**Exercise instructions**.
#1 Copy the post about servers and firewalls word for word, everything from "That's sort of" down to "first went up.".
#2 In the post about servers and firewalls, who hacked the Red Hat Linux system, and what did they use it for?
#3 Carry the post about servers and firewalls further, starting after its last sentence.

**Article**.
If a system is properly secured and running know services with
nothing outside what is needed, you can run 'net connected with no
firewalls. Look at the number of ISPs out there.
> At least one of these has been on the internet for over 15
>years.
That's sort of hard to do as the internet as we know it has only
existed since about 1995, when the government turned of funding to
the old ARPA/DARPA net. That was the landmark year when commercial
adverting was first permitted. There was to be no advertising on
the government funded links.
> Add on three FreeBSD servers doing NAT, email and http. None
>has ever been hacked (which in my view has encouraged dangerous
>complacency), but a Red Hat Linux system used to firewall a
>completely different network I did subcontract application SW
>support on was hacked by Romanians to use as a chat server about
>a week from when it first went up.

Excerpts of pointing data
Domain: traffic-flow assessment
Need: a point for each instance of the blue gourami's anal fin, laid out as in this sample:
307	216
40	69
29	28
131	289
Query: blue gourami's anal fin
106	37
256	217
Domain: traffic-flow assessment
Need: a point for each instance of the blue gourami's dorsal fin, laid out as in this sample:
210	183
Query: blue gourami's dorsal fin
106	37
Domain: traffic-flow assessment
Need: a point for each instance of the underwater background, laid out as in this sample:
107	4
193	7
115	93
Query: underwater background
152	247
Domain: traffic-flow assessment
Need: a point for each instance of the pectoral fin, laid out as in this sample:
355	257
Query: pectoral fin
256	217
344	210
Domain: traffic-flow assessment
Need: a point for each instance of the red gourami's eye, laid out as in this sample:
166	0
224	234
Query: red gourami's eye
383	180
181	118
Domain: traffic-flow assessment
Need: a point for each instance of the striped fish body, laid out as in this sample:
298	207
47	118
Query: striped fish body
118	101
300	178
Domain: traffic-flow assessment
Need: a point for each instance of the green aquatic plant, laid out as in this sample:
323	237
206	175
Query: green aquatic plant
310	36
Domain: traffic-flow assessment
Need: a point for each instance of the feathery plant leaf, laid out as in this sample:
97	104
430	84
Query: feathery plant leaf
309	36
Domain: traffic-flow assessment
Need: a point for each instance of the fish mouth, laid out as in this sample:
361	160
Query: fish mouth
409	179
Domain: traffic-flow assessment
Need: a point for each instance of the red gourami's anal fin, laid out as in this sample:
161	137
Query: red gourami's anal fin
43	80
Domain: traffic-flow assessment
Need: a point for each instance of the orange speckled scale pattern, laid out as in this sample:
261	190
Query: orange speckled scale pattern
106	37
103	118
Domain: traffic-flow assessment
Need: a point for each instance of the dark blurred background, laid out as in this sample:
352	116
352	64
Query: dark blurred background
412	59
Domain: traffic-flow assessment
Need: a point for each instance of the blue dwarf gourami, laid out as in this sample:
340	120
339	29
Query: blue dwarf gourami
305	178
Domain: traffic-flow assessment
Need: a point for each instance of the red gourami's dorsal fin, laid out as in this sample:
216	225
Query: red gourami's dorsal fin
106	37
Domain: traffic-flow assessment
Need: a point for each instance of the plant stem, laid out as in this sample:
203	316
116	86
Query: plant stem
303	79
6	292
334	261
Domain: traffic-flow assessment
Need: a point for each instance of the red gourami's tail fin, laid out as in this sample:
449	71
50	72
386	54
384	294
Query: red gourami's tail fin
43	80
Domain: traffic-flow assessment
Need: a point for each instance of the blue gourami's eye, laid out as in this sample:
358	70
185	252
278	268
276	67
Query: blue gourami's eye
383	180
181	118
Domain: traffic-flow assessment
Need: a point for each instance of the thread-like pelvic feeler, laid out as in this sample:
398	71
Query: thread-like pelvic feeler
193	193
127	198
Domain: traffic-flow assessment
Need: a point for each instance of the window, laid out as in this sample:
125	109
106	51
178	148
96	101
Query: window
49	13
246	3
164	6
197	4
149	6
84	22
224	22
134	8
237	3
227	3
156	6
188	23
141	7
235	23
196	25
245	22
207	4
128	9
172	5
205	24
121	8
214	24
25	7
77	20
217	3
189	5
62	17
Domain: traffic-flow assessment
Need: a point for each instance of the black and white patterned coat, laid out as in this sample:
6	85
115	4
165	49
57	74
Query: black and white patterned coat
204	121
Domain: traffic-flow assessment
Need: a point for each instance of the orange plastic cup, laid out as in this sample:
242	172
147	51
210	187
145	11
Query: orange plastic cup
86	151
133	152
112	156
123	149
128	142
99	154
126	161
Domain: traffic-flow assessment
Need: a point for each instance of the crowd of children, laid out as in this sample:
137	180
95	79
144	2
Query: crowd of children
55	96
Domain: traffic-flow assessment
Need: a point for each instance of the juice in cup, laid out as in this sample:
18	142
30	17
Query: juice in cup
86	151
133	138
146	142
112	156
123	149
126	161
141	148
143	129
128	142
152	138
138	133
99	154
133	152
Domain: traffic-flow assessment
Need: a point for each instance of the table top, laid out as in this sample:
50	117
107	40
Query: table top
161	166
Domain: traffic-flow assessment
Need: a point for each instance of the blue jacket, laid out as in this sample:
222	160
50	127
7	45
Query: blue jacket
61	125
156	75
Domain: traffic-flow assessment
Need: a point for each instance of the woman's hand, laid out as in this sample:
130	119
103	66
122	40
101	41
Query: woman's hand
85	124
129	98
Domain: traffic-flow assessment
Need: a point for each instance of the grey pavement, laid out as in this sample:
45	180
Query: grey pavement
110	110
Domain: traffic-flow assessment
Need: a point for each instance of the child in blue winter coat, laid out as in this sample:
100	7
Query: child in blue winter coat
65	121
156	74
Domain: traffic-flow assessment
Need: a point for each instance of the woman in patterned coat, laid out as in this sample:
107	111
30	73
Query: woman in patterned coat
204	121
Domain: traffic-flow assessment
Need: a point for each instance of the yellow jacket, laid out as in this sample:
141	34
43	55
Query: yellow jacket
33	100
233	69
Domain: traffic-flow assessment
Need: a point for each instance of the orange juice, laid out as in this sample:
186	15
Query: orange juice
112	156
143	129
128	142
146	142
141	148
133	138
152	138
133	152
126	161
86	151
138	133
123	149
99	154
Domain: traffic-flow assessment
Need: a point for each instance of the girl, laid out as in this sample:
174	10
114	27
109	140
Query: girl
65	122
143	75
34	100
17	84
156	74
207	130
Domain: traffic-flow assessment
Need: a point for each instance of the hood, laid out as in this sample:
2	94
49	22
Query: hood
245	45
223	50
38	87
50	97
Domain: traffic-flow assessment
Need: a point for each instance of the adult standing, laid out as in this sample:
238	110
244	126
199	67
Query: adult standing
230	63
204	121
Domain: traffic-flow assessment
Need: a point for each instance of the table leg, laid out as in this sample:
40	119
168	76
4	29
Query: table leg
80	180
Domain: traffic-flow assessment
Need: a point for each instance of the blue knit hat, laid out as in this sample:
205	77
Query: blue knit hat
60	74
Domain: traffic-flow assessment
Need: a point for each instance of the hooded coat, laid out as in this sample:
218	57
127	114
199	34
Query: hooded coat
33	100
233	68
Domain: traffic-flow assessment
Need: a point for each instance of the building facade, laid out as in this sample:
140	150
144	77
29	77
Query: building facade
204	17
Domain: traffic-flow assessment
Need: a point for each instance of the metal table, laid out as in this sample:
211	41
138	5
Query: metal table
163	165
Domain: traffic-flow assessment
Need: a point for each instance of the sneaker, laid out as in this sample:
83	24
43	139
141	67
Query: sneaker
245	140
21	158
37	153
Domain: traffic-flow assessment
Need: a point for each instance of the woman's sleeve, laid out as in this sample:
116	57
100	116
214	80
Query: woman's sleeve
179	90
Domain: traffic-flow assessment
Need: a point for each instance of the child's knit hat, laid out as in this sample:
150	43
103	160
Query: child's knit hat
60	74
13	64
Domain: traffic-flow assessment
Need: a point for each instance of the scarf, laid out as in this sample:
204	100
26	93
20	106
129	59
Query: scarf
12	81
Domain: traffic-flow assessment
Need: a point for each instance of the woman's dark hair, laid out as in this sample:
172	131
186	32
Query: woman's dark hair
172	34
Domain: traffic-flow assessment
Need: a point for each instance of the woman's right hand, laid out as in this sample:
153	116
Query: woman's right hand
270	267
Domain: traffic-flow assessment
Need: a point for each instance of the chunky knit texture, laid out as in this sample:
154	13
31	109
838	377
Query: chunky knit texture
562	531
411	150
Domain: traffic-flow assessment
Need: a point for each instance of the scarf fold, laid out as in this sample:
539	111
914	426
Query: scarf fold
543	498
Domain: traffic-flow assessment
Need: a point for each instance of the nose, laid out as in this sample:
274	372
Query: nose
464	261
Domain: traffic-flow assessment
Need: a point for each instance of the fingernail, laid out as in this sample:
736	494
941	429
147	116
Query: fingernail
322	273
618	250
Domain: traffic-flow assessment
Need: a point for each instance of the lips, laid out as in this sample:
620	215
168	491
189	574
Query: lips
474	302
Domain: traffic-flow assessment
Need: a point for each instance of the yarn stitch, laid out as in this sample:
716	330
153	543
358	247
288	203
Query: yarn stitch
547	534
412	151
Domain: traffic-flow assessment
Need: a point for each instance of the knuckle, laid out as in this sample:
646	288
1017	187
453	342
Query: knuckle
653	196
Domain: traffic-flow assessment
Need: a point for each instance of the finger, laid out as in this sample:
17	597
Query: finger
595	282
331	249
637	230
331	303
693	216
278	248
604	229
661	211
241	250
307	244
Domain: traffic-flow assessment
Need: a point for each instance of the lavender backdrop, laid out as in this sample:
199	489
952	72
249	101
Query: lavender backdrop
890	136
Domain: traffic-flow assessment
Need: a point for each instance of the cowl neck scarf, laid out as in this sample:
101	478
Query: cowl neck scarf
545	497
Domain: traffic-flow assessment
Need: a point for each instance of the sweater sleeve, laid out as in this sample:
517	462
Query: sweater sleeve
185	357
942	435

**Answers to each task**.
#1
That's sort of hard to do as the internet as we know it has only
existed since about 1995, when the government turned of funding to
the old ARPA/DARPA net. That was the landmark year when commercial
adverting was first permitted. There was to be no advertising on
the government funded links.
> Add on three FreeBSD servers doing NAT, email and http. None
>has ever been hacked (which in my view has encouraged dangerous
>complacency), but a Red Hat Linux system used to firewall a
>completely different network I did subcontract application SW
>support on was hacked by Romanians to use as a chat server about
>a week from when it first went up.

#2 Romanians hacked it to use as a chat server.

#3
I've seen this before.
>The consensus theory among those of us who knew about that
>incident was that vulnerability is proportional to OS popularity.
>An OS like Windows or RHLinux is perceived by hackers as worth
>building tools and scanning for, but less common ones like SCO,
>HP-UX, FreeBSD are not worth the effort when easier pickings
>abound. Possibly true, but dangerous to rely on.
Saying 'vulnerability is proportional to OS popularity' shows that
the people who say that really don't know how the underling OSes
work.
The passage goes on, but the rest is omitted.